■ **Dataset excerpts**:
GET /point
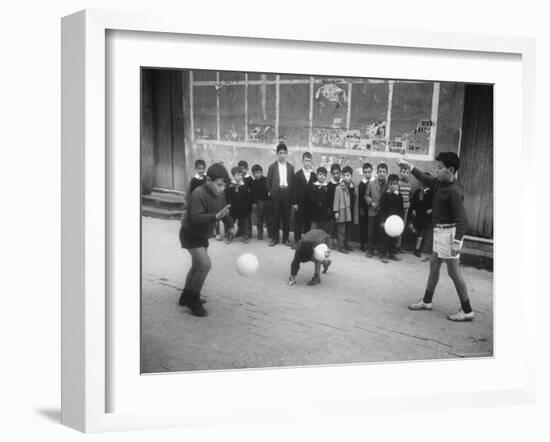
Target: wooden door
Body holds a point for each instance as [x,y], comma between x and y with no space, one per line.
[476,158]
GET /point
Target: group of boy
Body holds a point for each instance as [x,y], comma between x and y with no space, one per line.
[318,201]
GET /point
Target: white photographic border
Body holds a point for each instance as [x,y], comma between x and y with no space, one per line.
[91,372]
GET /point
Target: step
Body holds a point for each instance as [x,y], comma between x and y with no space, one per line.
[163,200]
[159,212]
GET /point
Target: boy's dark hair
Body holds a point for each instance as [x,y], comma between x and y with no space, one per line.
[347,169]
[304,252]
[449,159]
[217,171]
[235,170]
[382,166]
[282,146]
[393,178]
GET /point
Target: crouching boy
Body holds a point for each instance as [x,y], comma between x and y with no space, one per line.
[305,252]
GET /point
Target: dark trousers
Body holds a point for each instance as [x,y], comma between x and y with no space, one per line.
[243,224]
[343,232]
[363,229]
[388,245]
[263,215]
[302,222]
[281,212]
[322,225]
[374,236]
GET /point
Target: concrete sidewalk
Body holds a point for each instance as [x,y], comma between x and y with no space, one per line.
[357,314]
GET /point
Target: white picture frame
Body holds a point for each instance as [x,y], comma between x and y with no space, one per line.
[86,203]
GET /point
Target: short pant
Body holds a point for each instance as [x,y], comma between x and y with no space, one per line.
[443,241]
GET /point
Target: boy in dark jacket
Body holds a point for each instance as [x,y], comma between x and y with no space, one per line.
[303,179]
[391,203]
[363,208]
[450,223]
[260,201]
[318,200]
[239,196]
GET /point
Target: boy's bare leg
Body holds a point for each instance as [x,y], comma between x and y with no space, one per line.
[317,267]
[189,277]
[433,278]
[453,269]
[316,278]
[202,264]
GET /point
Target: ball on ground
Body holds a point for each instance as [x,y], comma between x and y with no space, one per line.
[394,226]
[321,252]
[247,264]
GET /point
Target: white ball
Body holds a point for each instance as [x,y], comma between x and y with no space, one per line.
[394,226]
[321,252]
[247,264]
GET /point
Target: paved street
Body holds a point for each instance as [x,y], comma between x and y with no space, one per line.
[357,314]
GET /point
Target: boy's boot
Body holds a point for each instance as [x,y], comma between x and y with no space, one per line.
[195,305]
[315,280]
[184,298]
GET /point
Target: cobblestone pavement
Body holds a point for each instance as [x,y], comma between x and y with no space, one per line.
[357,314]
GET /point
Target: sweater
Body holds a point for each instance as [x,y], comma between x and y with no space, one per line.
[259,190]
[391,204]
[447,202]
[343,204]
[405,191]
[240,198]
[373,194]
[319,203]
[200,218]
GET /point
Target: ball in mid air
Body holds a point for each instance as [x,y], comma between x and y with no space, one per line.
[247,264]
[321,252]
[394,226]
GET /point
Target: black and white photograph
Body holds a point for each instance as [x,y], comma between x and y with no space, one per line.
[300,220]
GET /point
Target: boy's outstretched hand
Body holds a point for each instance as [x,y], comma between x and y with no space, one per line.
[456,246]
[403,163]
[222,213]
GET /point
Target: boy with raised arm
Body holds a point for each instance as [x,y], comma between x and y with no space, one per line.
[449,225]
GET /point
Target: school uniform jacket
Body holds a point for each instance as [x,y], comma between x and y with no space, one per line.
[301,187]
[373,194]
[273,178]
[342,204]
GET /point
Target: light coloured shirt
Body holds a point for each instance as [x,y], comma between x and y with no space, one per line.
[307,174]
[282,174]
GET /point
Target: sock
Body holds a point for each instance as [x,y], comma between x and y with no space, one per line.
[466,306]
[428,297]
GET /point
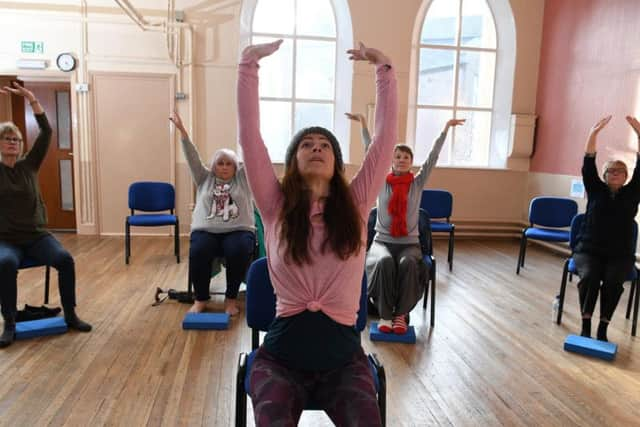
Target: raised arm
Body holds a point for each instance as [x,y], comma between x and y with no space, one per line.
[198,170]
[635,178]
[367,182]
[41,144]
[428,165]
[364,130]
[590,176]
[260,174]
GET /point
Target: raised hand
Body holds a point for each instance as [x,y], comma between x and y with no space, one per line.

■ **Work order**: An exact copy of the entries, without any pictures, is what the answer should be.

■ **Solution below**:
GET /point
Target: wooden door
Body holds a point for each instance as [x,y], comma between x and y with no space, one per line.
[476,158]
GET /point
Target: group of boy
Body holds a point for each instance as [x,y], comma between x and y with no space, one per line.
[318,201]
GET /point
Target: white photographic border
Body holds a point for each instance as [x,y], comma between x and y with no space, one per line.
[91,372]
GET /point
Target: step
Body holds a point for each instance as [x,y], comma between x and y with no space, one per line.
[163,200]
[159,212]
GET /point
Target: boy's dark hair
Body holds a point for each instance as [x,y], comma between x and y with no space, one per line.
[347,169]
[304,252]
[449,159]
[217,171]
[235,170]
[382,166]
[282,146]
[393,178]
GET /point
Target: crouching boy
Body holds a point for each instance as [x,y], comma between x and y with no space, one per line.
[305,252]
GET /point
Target: dark trousers
Body holds a point for each instance as [x,y], comma between x and y with no space, one per line.
[243,224]
[343,232]
[363,229]
[388,245]
[263,215]
[302,222]
[281,212]
[322,225]
[374,236]
GET /point
Target: concrete sidewalk
Body holds a point for each instance as [x,y], comma between x and y with no space, one per line.
[357,314]
GET /point
Target: white picture frame
Body holds a point for each instance as [x,y], comma between x and y with no space, one per line.
[86,203]
GET /point
Target: short pant
Body holds a point for each instance as [x,y], comma between x and y with no space, one per line.
[443,241]
GET /point
Target: boy in dark jacket
Body holds a point for each instance as [x,y], comma between x and y with no space, one per line.
[303,179]
[391,203]
[363,208]
[450,223]
[260,201]
[318,200]
[239,196]
GET /point
Target: boy's bare leg
Body holds a point for each instance as [x,y], comma between x and y with no space, one per line.
[317,267]
[189,277]
[433,278]
[453,269]
[316,278]
[202,264]
GET /point
Target: ball on ground
Body holds a point for each instance as [x,y], comma between x and y with no space, one per line.
[394,226]
[321,252]
[247,264]
GET /point
Target: white ball
Body holds a point for each instance as [x,y], comma between x and y with no space, one per line.
[394,226]
[321,252]
[247,264]
GET /point
Target: paved street
Body holds a point for each instance as [x,y], comma between x and y with no space, one per line.
[357,314]
GET /point
Target: boy's boot
Body holds a point for each instance as [x,y], comma between x and y with no space, one per line.
[195,305]
[315,280]
[184,298]
GET /point
Target: cobblestone pavement
Body holds a point for each instance as [x,y], comma between x and y with no space, one per line.
[357,314]
GET /point
Target: sweater
Body holds a point for each instance as [x,y], comma between x and y with no space, one per line.
[259,190]
[391,204]
[447,202]
[343,204]
[405,191]
[240,198]
[373,194]
[319,203]
[200,218]
GET /point
Target: ball in mid air
Body holds a point for each instance as [x,y], comma between x and y with no space, one per line.
[247,264]
[321,252]
[394,226]
GET /point
Target: black and white photograph
Body holds a point for each instance as [x,y], comma between x and y with no space, one per line.
[300,220]
GET /point
Target: boy's outstretched hand
Body holds a point for each instance as [x,y], comma between x and y with no space, one per line.
[456,246]
[403,163]
[222,213]
GET /point
Target: boy with raised arm
Body holds a point for each instance as [x,y], comma between x and y with no space, one per line.
[449,225]
GET /point
Target: school uniform jacket
Body holds a point for each instance as [x,y], comma between x and y with no space, one per line.
[301,187]
[373,194]
[273,178]
[342,204]
GET /point
Target: light coloured shirt
Body holds a point for each instance as [x,y], comma between x and y with no space, one per line.
[307,174]
[282,174]
GET /point
Target: sock
Body holds a point for each instance as [x,y], comma between x and y with no space, one per line.
[466,306]
[428,297]
GET /point
Target: raised arm
Body holds a point for each instance as [x,y], comma between x and y with no space, one per line.
[198,170]
[635,178]
[367,182]
[41,144]
[428,165]
[364,130]
[590,176]
[260,174]
GET /point
Target: raised hand
Body holds a point for each instance as [x,y], comma between x and y with no space, one per line.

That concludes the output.